━━━━━ SUPPLIED DATA ━━━━━

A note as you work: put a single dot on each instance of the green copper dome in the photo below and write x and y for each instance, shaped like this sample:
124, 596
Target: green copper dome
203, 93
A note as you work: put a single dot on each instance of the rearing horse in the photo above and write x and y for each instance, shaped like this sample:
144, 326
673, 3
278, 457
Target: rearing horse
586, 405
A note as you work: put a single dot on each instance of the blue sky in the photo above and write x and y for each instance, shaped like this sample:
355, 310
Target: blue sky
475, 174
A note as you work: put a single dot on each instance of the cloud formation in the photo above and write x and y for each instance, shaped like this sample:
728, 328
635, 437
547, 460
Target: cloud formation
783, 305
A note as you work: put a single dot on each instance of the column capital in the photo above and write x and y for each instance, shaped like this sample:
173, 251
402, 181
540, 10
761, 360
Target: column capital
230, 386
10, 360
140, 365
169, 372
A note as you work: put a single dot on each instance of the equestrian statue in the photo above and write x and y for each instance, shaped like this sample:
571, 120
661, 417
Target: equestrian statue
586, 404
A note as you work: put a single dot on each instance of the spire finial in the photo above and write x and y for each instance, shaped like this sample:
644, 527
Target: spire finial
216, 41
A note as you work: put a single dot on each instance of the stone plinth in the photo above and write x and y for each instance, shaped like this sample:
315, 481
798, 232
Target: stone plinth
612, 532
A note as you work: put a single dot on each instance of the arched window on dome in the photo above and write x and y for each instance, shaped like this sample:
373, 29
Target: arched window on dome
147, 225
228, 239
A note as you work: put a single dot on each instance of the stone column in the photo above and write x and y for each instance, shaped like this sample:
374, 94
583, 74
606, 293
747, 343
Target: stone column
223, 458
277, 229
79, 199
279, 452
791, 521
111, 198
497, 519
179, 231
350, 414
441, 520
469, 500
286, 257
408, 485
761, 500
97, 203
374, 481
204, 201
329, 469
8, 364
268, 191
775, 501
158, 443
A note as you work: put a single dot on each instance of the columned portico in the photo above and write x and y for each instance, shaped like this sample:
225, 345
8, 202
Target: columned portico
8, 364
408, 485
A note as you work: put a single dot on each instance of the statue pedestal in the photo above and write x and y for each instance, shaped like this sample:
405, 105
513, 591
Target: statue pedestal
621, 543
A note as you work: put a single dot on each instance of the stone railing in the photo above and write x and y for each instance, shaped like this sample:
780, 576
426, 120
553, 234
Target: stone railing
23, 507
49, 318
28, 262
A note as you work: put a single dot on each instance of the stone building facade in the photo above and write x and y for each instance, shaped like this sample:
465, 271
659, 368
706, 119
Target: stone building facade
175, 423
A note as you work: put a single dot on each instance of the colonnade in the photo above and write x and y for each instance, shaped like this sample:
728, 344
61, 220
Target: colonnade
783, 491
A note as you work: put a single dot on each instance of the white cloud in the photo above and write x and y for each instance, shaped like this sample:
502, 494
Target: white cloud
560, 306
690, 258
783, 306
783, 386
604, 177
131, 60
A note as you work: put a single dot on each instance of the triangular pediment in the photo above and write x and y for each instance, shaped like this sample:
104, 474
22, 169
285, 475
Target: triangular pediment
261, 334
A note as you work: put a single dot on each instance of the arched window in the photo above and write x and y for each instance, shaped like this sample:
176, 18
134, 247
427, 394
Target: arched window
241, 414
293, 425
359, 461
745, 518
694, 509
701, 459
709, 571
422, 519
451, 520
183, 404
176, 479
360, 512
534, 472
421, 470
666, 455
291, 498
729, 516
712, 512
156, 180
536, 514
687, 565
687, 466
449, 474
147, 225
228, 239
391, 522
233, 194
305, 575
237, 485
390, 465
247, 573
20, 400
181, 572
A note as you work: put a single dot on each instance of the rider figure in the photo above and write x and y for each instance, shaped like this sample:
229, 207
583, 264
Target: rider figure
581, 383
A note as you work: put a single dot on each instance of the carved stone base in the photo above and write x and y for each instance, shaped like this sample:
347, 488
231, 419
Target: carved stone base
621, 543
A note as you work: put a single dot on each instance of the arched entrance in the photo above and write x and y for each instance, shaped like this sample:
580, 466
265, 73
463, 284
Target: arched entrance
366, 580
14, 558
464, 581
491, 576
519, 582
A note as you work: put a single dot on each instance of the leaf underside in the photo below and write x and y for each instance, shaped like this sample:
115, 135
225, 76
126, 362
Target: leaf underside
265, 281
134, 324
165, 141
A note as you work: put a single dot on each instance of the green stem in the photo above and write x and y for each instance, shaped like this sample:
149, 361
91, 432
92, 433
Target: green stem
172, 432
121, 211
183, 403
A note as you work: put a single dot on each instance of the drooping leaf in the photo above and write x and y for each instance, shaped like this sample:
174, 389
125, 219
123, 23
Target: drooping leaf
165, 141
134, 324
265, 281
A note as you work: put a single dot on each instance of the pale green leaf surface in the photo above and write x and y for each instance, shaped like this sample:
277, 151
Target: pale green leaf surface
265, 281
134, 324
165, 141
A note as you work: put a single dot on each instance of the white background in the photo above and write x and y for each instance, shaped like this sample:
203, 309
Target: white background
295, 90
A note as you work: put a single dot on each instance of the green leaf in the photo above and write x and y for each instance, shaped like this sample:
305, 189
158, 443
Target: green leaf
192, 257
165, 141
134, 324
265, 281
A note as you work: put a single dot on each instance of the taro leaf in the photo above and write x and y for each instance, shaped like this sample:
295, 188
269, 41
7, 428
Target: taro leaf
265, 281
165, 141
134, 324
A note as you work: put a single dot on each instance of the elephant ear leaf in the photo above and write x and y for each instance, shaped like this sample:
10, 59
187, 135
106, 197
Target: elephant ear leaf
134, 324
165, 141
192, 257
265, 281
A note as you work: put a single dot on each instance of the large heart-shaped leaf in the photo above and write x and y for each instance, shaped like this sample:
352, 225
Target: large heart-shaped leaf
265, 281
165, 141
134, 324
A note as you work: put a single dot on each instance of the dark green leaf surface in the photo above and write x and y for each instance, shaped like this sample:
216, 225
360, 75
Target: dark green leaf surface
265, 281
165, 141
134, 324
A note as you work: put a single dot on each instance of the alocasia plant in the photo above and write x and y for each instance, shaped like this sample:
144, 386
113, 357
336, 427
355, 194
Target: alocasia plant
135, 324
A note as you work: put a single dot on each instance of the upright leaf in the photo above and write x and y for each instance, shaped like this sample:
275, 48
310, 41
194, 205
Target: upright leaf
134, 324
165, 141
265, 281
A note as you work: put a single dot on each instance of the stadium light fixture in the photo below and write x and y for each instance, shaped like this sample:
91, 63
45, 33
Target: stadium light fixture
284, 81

━━━━━

> REQUIRED WORK
For each record above, give it again without a single change.

> PROBLEM SOLUTION
A note as you work: put a single dot on each instance of the green copper dome in the photo below and write x and y for each instance, shaped like this sample:
124, 596
Target: green copper dome
203, 93
A note as you work: put a single dot on each instance of the rearing horse in the photo above and write x and y for each instance, shaped like this sample:
144, 326
673, 3
278, 457
Target: rearing horse
586, 405
A note as you work: put a single dot on each instance of the blue sky in the photo above and write x and y for each instance, shaped like this sample:
355, 310
Target: blue sky
475, 174
A note as you work: put a single dot on each instance of the cloud formation in the photo above and write x and y for each instance, shaped like this sample:
728, 328
635, 437
547, 460
Target: cloud formation
783, 305
A note as you work: put a single dot on each instance of the column capital in the photo above and write x and y for each instance, shaped like this sample:
173, 251
402, 181
540, 10
761, 360
Target: column capital
230, 386
10, 360
140, 365
169, 372
A note as you work: put a single dot on each instance of the equestrian statue in the photo above and write x and y for each instance, shaped like this sample:
571, 120
661, 417
Target: equestrian statue
586, 404
A note as you work: put a single dot on each instance of the spire finial in the photo above and write x and y for each instance, shaped like this sample:
644, 527
Target: spire finial
216, 41
A note as you work: put a single dot on each instance of the stone plinth in the photo above and write x and y for each instance, shaped like this sample:
315, 481
798, 232
Target: stone plinth
612, 532
A note as you work: put a single dot on each instance of the arched window on dome in the photo above and write x and y for each instance, shaped like this sample:
373, 29
Target: arched window on dome
147, 225
228, 239
A note as you work: put a single dot on each instance of the stone column in the photo above and write x and y for each instance, shaped like this sample:
374, 94
583, 74
606, 293
747, 343
Target: stone column
223, 458
277, 229
79, 199
279, 452
791, 521
111, 198
497, 519
179, 231
350, 414
441, 520
469, 500
286, 257
408, 485
761, 500
97, 203
374, 481
204, 201
329, 469
8, 364
268, 191
775, 501
158, 443
A note as you work: put a single dot on each instance of the columned portico in the photo above and write x and y for each instance, shaped like this sample:
225, 345
8, 202
Target: columned portico
8, 364
408, 485
A note as you work: put a single dot on each instance of the statue pedestal in the photo above and write x and y for each instance, shaped like this sample:
405, 105
513, 591
Target: statue pedestal
621, 543
A note as you work: put a single dot on each instance of the stone railing in the photo above and write x and y for each instance, shaped like this sample:
780, 576
426, 120
553, 234
Target: stone railing
23, 507
49, 318
28, 262
A note as you work: put a single dot on each instance of the stone building facade in the photo above and write x and y for each instance, shaped like this sample:
465, 271
659, 368
706, 119
Target: stone building facade
175, 423
A note as you work: put a single dot on each instance of the colonnade in the photo above and write x and y for each instance, shaped like this sample:
728, 344
61, 220
Target: colonnade
783, 491
A note as you work: put a single dot on each instance of the white cloud in the photo above and write x and y for each instance, shaped like this sample:
502, 494
Target: white cloud
560, 306
690, 258
783, 306
783, 386
604, 177
131, 60
A note as you work: put a single dot on each instance of the triangular pediment in the photo above and write x and y for each instance, shaped like this sample:
104, 474
22, 169
285, 475
Target: triangular pediment
261, 334
A note as you work: put a single dot on each instance of the arched window in the photo above and write x and y for each instance, shaped like this sample:
176, 18
134, 247
427, 394
Target: arched window
241, 414
293, 425
359, 461
745, 518
694, 509
701, 459
709, 571
422, 519
451, 520
183, 404
176, 479
360, 512
534, 472
421, 470
666, 455
291, 498
729, 516
712, 512
156, 180
536, 514
687, 565
687, 466
449, 474
147, 225
228, 239
391, 522
233, 194
305, 575
237, 485
390, 465
247, 573
20, 400
181, 572
A note as you work: put a single dot on each instance of the rider figure in the photo above and write x and y for each instance, shaped like this sample:
229, 207
583, 264
Target: rider figure
581, 383
A note as you work: put a single dot on each instance of the carved stone base in the photo above and write x and y for each instance, shaped like this sample:
347, 488
231, 419
Target: carved stone base
621, 543
A note as you work: put a single dot on each instance of the arched entrance in the photo above and write x and y for each instance, shaped like this sample:
580, 466
265, 73
463, 284
Target: arched entrance
366, 580
14, 558
464, 581
491, 576
519, 582
A note as you work: put a single dot on each instance of the leaf underside in the photo below and write x and y for each instance, shaped like this sample:
115, 135
225, 76
126, 362
Target: leaf underside
265, 281
134, 324
165, 141
A note as you work: put a single dot on each instance of the green stem in the photo above and write x and y for each instance, shaped like this sample:
149, 361
91, 432
92, 433
Target: green stem
172, 432
121, 211
183, 403
A note as you work: put a single dot on each instance of the drooping leaf in the photo above and write x and y for each instance, shaped like this sample:
174, 389
125, 219
123, 23
Target: drooping leaf
165, 141
134, 324
265, 281
A note as you work: put a single dot on each instance of the pale green leaf surface in the photo above and write x and y for each instance, shaped like this sample:
277, 151
Target: pale green leaf surface
265, 281
134, 324
165, 141
A note as you work: put a single dot on each instance of the white background in the photo above and write x and y for each instance, shaped like this sample:
203, 309
Target: white background
295, 90
A note as you work: put a single dot on each instance of the green leaf in the photo above and write x and y for each instance, shaped like this sample:
305, 189
158, 443
Target: green leaf
192, 257
165, 141
134, 324
265, 281
A note as you work: put a single dot on each instance of the taro leaf in the photo above and write x and y for each instance, shaped like this sample:
295, 188
269, 41
7, 428
Target: taro leaf
265, 281
165, 141
134, 324
A note as you work: put a single dot on each instance of the elephant ear leaf in the photo above and write x and y for each instance, shaped like this sample:
10, 59
187, 135
106, 197
Target: elephant ear leaf
134, 324
165, 141
192, 257
265, 281
A note as you work: put a single dot on each instance of the large heart-shaped leaf in the photo above and write x and y for each instance, shaped like this sample:
352, 225
Target: large heart-shaped leaf
265, 281
165, 141
134, 324
A note as you work: put a single dot on each instance of the dark green leaf surface in the photo above and write x and y for each instance, shaped like this sample:
216, 225
360, 75
Target: dark green leaf surface
265, 281
165, 141
134, 324
A note as you work: put a single dot on each instance of the alocasia plant in the photo above and write x and y for each instance, shaped like this sample:
144, 386
113, 357
336, 427
355, 194
Target: alocasia plant
135, 324
A note as you work: put a single dot on each instance of the upright leaf in the photo above and write x and y for each instance, shaped like this sample:
275, 48
310, 41
194, 205
Target: upright leaf
134, 324
165, 141
265, 281
A note as you work: put a single dot on each instance of the stadium light fixture in the photo below and write x and y for each instance, shaped like this sample:
91, 63
45, 33
Target: stadium light fixture
284, 81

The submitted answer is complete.